STATED GOAL
Turn the rows below, from the one containing "Annotate the grass" through the last row, into a numbered list with blank lines left out.

====================

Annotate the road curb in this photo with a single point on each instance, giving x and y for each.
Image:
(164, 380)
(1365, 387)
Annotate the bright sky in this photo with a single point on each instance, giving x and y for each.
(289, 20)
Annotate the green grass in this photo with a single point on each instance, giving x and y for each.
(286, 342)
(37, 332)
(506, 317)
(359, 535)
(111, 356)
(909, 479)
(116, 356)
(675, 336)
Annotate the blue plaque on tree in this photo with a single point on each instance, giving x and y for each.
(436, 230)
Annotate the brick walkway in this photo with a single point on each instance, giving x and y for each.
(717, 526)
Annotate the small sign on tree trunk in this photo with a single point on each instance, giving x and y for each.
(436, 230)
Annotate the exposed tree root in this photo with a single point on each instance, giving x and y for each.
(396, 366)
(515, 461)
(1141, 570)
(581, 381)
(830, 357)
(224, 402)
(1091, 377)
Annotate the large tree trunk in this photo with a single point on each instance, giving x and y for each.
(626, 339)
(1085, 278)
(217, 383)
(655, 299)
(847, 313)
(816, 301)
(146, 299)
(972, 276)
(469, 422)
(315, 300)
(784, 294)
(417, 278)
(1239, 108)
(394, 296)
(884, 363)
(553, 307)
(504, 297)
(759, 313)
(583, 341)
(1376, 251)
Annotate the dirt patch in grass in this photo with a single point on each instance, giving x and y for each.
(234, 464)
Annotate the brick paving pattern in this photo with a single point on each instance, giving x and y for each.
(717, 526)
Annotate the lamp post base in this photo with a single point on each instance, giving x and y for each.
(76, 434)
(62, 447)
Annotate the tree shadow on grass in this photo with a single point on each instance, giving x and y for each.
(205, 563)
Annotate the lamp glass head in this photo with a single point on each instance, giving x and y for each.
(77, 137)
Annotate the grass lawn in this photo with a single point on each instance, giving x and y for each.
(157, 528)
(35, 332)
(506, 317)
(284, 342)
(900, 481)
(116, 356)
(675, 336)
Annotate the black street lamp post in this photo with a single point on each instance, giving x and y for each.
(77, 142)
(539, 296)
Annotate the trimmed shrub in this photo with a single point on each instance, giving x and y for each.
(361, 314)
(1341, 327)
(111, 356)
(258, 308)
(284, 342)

====================

OUTPUT OF THE TASK
1. Annotate the grass lawn in this photo with a single point on each instance, giving x and y for each.
2. (157, 528)
3. (35, 332)
4. (506, 317)
5. (284, 342)
6. (900, 481)
7. (116, 356)
8. (675, 336)
9. Annotate the black street lamp post in this photo with a single point on each instance, giving x and y for each.
10. (77, 142)
11. (539, 296)
12. Annotate the trimmed shrub in this photo with a single point on each instance, giving x and y for each.
13. (361, 314)
14. (1341, 327)
15. (111, 356)
16. (258, 308)
17. (284, 342)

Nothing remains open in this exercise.